>> begin Data shown

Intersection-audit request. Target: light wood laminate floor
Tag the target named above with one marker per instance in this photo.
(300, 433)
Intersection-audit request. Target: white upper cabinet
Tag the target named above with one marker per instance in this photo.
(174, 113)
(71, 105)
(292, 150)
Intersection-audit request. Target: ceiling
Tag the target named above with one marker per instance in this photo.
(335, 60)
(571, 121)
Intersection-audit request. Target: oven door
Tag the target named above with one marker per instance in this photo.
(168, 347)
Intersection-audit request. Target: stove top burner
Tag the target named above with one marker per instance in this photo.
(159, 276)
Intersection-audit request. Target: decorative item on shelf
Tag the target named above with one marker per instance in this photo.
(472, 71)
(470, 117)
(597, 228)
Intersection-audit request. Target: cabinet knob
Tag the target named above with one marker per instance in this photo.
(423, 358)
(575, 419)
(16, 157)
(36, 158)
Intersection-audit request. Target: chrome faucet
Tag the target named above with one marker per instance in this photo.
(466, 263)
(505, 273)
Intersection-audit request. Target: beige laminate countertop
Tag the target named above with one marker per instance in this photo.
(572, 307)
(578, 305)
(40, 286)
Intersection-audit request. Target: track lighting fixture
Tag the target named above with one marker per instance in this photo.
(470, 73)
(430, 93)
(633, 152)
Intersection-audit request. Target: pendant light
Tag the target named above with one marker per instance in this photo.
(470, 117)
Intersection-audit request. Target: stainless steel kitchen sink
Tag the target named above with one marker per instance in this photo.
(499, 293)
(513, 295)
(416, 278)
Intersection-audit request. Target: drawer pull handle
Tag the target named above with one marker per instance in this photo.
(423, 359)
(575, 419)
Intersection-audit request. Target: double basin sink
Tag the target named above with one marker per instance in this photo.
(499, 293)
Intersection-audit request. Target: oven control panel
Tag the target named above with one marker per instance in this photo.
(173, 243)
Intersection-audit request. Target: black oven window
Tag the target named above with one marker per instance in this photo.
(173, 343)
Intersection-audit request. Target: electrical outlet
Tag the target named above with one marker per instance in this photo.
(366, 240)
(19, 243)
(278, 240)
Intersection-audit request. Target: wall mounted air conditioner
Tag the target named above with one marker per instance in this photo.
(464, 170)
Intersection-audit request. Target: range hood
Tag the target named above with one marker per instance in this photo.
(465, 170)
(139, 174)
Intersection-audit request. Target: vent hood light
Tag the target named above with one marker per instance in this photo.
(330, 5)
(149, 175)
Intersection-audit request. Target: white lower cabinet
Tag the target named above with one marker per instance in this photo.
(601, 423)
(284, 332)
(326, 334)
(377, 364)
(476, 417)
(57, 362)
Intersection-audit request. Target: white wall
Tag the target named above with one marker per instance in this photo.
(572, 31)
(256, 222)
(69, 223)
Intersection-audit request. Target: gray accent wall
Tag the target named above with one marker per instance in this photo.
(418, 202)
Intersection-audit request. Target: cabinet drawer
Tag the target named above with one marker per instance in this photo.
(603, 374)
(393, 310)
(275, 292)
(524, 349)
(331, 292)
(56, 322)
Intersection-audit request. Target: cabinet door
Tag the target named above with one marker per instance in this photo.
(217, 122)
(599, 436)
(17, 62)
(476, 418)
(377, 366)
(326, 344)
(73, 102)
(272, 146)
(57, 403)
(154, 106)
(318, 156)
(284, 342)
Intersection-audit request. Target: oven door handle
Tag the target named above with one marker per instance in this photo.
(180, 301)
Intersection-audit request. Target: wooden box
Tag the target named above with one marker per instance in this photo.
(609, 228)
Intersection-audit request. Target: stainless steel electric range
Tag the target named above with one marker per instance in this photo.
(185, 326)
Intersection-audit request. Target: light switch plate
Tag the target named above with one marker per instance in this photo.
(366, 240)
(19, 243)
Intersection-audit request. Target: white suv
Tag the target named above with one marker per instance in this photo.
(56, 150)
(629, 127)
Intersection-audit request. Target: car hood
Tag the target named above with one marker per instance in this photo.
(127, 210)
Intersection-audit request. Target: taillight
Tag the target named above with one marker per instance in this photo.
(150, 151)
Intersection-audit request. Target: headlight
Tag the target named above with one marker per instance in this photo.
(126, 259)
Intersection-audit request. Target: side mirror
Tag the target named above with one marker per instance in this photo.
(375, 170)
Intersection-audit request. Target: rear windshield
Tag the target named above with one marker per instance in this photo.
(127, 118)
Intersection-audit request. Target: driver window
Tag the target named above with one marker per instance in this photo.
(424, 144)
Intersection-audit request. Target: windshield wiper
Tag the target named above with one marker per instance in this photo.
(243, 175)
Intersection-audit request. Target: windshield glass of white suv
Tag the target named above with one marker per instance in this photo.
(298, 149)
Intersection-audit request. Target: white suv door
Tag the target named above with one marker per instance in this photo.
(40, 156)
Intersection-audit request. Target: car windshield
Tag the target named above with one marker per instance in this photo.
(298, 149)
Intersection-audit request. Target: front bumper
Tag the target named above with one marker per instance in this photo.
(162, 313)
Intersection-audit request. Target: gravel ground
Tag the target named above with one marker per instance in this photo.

>> end Data shown

Retype the whole listing above exactly.

__Output of the task__.
Intersection-audit request. Target: light wood laminate floor
Tag the target named above with one marker per instance in this photo.
(300, 433)
Intersection-audit request. Target: white upper cabinet
Tag the target named above with one marker per instance in this photo.
(174, 113)
(71, 105)
(292, 150)
Intersection-audit request. Target: ceiling
Tag the target named above with one marker per instance in this photo.
(335, 60)
(571, 121)
Intersection-audit request. Target: oven door
Tag the target named above with one marker per instance in this photo.
(168, 347)
Intersection-audit request. Target: stove top burner
Tag the target named above with one marker per instance in this photo.
(159, 276)
Intersection-audit request. Target: decorative item on shelf
Tag the target named above with one marker per instance in this photo.
(472, 71)
(470, 117)
(597, 228)
Intersection-audit request. Target: cabinet knob
Tag the target named above with one marker per instance in this photo.
(423, 358)
(575, 419)
(16, 157)
(36, 158)
Intersection-audit request. Target: chrome faucet
Tag the target named above with one marker per instance in this photo.
(466, 263)
(505, 273)
Intersection-audit request. Target: beige laminate countertop
Tag the target named above with one marker per instance in this photo.
(572, 307)
(578, 305)
(40, 286)
Intersection-audit request. Target: track lighting fixture
Tag the target named above with one marker per instance in this photo.
(470, 73)
(430, 93)
(633, 152)
Intersection-audit request. Target: pendant light
Tag the target named above with one marker per instance in this photo.
(470, 117)
Intersection-audit request. Target: stainless steel kitchen sink
Tag the target named above with one marker per instance in this photo.
(499, 293)
(513, 295)
(416, 278)
Intersection-audit request. Target: drawer pull handle
Tag the target named above with one marker per instance in this photo.
(423, 359)
(575, 419)
Intersection-audit request. Target: double basin sink
Tag the target named above with one marker per instance in this photo.
(499, 293)
Intersection-audit request. Target: oven control panel
Tag the target named above with one marker per instance in this photo.
(173, 243)
Intersection-audit request. Target: black oven window
Tag the target named above with one marker per instance in this photo.
(173, 343)
Intersection-audit request. Target: electrical outlet
Tag the target named above with one marker per instance in this photo.
(366, 240)
(19, 243)
(278, 240)
Intersection-audit request. Target: wall mounted air conditioner
Tag the target named above with one marker per instance in this photo.
(464, 170)
Intersection-audit request. Target: range hood
Tag the target named above with one marker per instance in this photo.
(465, 170)
(139, 174)
Intersection-audit request. Target: vent hood light
Tag the target named above with one marker per instance in this photo.
(330, 5)
(149, 175)
Intersection-audit request. Target: white lower cabinet
Tag the target named above with one marker per instance in this photo.
(601, 423)
(284, 332)
(326, 334)
(377, 364)
(476, 417)
(57, 362)
Intersection-audit request. Target: white wall
Tag the target named above with one marker per instance in this photo.
(572, 31)
(256, 222)
(69, 223)
Intersection-audit request. Target: gray accent wall
Tag the target named above with one marker per instance in this photo.
(418, 202)
Intersection-audit request. Target: cabinet drawer
Tag the target named above with one marker per instance in this photo.
(603, 374)
(393, 310)
(275, 292)
(524, 349)
(331, 292)
(56, 322)
Intersection-audit request. Target: cabinet door
Tag the target named above with one marker per instance in this photo.
(217, 122)
(599, 436)
(17, 62)
(476, 418)
(377, 366)
(326, 344)
(73, 102)
(272, 146)
(57, 403)
(154, 106)
(318, 156)
(284, 342)
Intersection-audit request. Target: oven door handle
Tag the target named above with one marker per instance in this photo.
(180, 301)
Intersection-audit request. Target: wooden box
Tag the target named above with one marker per instance in this photo.
(609, 228)
Intersection-audit request. Target: stainless steel electric range
Tag the target named above with one marker per instance in this photo.
(185, 326)
Intersection-audit request. Target: light switch plate
Tag the target named above with one marker per instance in this photo.
(366, 240)
(19, 243)
Intersection-audit request. Target: white suv
Tag the target named above with one marker per instance in this photo.
(56, 150)
(629, 127)
Intersection-audit request. Target: car hood
Tag the target named above with one marker per instance in this photo.
(127, 210)
Intersection-audit request. Target: taillight
Tag the target named above with one marker per instance in this photo.
(150, 151)
Intersection-audit request. Target: headlight
Tag the target named above with one marker per instance in this photo.
(126, 259)
Intersection-audit request. Target: side mirror
Tag the target named above with one marker per instance in this photo.
(375, 170)
Intersection-audit request. Target: rear windshield
Tag the target named above with one marker per instance in this photo.
(127, 118)
Intersection-audit request. Target: driver window
Tag the target named above with one marker per instance in this photo.
(424, 144)
Intersection-audit request. Target: windshield wiper
Tag the target named above with one marker per instance in this photo.
(243, 175)
Intersection-audit request. Target: windshield glass of white suv
Tag the target named above with one marker per instance in this photo.
(298, 149)
Intersection-audit request. Target: white suv door
Tag the target named above with one marker per instance in this photo.
(40, 156)
Intersection-audit request. Target: car windshield
Tag the target named above with one marker per instance in this photo.
(298, 149)
Intersection-audit request. Target: front bumper
Tag the target named above with one marker per instance in this photo.
(162, 313)
Intersection-audit request. Target: gravel ground
Tag the target named above with one marker per instance in this photo.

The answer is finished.